(Items from a labeling collection)
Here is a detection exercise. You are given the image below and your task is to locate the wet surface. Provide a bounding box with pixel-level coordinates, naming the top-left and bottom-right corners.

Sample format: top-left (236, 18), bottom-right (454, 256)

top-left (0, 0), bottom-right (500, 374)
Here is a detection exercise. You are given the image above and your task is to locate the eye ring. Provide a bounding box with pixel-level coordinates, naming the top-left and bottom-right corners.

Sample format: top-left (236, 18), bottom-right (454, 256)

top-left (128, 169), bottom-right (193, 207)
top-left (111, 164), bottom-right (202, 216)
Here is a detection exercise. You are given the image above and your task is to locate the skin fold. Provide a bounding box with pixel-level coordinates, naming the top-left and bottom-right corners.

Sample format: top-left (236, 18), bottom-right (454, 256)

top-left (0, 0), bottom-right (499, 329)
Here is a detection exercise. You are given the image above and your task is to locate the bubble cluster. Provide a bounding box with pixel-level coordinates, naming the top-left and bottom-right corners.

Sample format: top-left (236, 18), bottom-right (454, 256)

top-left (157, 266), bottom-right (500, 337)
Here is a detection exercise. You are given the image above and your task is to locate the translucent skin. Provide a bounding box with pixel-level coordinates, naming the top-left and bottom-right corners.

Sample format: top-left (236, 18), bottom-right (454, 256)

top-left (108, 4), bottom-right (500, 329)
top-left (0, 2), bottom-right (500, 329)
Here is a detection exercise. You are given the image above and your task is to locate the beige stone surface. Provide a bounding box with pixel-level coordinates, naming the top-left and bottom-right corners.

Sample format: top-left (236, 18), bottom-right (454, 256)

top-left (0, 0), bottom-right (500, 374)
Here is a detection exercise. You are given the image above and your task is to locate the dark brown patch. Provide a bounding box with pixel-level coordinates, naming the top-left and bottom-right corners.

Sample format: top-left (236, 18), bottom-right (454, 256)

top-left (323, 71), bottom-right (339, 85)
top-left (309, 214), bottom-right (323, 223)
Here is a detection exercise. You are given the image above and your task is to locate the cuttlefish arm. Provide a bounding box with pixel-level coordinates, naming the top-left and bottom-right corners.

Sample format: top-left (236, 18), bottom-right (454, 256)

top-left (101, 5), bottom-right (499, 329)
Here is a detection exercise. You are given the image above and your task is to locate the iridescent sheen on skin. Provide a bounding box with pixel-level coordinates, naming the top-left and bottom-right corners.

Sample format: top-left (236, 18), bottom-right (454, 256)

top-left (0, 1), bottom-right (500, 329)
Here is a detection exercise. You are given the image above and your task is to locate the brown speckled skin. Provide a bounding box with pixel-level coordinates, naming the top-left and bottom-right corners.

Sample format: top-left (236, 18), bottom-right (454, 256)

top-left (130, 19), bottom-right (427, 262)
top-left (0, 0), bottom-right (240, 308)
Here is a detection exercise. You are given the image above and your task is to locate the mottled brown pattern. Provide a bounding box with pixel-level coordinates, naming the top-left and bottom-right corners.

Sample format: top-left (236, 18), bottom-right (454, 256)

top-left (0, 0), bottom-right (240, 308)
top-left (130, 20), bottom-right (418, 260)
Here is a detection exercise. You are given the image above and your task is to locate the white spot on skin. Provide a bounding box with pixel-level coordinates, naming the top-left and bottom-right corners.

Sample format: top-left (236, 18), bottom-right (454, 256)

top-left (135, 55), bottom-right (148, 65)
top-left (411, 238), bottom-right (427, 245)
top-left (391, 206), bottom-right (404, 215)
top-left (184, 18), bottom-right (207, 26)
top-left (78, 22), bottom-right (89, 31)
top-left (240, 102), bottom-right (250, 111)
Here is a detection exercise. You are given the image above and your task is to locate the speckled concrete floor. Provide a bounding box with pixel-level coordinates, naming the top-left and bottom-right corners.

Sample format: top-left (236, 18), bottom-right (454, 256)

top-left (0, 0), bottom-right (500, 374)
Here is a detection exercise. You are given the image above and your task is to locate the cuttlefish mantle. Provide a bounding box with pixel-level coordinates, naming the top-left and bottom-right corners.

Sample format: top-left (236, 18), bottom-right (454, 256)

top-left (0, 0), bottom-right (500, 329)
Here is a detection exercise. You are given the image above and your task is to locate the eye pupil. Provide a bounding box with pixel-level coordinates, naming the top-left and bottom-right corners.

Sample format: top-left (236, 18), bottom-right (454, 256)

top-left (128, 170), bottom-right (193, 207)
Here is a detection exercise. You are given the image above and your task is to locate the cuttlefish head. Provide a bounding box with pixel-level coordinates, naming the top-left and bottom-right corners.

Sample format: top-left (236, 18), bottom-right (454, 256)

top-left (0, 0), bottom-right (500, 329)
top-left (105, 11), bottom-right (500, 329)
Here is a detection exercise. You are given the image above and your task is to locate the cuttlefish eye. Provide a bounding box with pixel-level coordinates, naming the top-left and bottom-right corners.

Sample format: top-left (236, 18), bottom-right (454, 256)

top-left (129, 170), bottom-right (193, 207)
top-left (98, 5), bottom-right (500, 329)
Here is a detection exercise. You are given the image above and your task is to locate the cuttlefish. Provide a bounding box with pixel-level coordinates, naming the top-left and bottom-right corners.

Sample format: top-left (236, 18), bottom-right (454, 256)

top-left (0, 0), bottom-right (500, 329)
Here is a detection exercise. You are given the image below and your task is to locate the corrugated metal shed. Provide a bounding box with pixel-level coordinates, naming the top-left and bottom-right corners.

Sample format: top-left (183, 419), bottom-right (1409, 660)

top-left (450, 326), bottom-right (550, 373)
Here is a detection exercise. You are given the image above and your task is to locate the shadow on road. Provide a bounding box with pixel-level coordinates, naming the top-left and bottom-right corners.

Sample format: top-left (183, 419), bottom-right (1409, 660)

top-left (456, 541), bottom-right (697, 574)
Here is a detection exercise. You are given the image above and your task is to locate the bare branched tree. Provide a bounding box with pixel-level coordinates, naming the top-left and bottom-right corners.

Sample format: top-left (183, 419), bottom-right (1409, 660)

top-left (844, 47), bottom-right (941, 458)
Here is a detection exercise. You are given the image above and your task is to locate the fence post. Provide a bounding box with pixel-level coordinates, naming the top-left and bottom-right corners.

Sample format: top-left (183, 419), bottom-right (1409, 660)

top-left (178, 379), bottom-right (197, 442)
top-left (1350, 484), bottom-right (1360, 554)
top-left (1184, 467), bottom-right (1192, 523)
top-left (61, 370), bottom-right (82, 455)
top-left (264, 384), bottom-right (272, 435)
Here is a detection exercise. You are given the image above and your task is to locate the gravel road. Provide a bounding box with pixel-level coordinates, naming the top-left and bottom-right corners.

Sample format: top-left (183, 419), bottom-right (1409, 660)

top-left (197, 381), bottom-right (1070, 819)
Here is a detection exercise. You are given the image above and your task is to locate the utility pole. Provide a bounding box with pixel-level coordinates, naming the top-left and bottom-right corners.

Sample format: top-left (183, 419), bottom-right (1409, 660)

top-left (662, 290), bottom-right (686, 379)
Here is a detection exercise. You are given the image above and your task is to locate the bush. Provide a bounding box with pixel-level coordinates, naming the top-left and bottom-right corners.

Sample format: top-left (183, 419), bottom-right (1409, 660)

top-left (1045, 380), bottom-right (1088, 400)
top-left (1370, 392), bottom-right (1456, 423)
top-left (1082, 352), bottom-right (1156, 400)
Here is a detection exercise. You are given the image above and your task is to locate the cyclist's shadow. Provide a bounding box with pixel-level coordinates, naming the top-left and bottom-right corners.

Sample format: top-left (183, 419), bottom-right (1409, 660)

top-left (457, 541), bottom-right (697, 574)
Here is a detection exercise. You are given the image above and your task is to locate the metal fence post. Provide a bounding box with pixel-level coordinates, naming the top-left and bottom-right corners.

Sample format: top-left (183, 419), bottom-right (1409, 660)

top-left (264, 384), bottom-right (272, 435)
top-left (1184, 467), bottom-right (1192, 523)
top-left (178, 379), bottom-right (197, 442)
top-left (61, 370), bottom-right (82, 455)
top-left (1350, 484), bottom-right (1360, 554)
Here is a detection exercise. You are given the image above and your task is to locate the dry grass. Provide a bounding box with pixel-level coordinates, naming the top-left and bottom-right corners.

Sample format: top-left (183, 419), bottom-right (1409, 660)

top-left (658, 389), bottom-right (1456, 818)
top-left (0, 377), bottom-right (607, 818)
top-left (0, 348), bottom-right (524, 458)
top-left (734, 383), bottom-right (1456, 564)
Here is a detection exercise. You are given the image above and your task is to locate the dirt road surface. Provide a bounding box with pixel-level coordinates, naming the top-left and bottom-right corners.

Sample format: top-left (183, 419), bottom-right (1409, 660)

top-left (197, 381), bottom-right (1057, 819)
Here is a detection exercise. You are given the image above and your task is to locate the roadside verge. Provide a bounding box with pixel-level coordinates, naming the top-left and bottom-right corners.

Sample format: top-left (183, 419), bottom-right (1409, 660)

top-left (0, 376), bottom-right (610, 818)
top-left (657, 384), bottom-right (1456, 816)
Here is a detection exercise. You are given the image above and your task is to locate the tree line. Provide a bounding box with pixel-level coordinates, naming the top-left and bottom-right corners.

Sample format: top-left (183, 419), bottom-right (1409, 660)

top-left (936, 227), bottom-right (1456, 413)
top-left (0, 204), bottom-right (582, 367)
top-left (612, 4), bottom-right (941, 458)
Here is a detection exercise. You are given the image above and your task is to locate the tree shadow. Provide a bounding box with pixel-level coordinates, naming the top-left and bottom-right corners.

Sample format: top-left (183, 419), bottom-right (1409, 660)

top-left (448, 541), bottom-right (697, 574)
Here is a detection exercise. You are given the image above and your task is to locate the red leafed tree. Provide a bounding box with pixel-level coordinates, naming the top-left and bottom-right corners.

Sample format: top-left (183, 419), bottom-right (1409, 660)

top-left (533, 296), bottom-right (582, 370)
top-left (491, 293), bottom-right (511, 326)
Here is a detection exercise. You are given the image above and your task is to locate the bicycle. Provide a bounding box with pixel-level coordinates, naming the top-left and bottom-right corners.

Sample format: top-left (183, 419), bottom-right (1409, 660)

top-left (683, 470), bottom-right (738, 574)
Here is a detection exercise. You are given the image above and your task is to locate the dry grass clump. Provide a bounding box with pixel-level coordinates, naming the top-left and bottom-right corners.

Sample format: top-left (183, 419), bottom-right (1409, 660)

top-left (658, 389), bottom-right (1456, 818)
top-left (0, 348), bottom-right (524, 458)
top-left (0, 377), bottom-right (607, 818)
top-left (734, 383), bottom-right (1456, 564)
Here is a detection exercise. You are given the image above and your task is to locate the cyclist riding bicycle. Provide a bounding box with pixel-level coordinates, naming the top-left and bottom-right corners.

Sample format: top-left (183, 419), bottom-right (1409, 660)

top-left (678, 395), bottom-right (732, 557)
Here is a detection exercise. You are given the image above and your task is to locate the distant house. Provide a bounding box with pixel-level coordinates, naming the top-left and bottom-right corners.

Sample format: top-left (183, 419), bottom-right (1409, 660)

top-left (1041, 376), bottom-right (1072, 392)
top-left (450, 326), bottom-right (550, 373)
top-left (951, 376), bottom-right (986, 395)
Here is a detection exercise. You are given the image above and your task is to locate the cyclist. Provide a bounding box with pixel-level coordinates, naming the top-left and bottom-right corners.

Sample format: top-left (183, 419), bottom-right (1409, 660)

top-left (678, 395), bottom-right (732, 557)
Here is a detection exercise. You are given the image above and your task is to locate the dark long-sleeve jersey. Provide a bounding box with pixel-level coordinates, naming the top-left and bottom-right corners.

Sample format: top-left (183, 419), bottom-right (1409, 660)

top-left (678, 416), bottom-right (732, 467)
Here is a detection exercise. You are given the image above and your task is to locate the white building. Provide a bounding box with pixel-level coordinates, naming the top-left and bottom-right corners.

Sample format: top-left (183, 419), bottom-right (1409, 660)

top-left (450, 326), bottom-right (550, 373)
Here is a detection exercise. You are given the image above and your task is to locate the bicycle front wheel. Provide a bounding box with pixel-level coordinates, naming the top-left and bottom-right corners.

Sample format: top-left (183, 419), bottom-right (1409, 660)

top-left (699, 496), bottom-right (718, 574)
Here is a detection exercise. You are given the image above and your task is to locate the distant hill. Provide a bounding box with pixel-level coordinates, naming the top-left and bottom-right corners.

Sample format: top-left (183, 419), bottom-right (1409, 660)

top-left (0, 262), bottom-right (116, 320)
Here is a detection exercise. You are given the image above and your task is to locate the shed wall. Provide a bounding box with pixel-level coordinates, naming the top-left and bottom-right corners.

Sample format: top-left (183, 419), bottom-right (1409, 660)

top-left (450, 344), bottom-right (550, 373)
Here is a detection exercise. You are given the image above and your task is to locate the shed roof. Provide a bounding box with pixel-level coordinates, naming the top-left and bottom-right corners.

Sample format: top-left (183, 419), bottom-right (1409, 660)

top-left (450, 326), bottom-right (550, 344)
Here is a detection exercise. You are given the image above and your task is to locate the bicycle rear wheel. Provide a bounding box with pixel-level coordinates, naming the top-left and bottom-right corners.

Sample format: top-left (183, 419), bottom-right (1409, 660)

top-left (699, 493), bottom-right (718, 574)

WORK INSTRUCTIONS:
Rewrite the part of the records that opens with the line containing "the bicycle rear" and closes at the end of the records, including the request. Add 104 to every coordinate in the bounding-box answers, and leave the coordinates in the sample format unchanged.

ANSWER BELOW:
Here is a detection exercise. You are given the image above and your task is to locate the bicycle rear wheel. Provide a bounding box with pixel-level coordinates, naming the top-left and bottom-right corners.

Sample format: top-left (183, 419), bottom-right (1409, 660)

top-left (803, 597), bottom-right (822, 678)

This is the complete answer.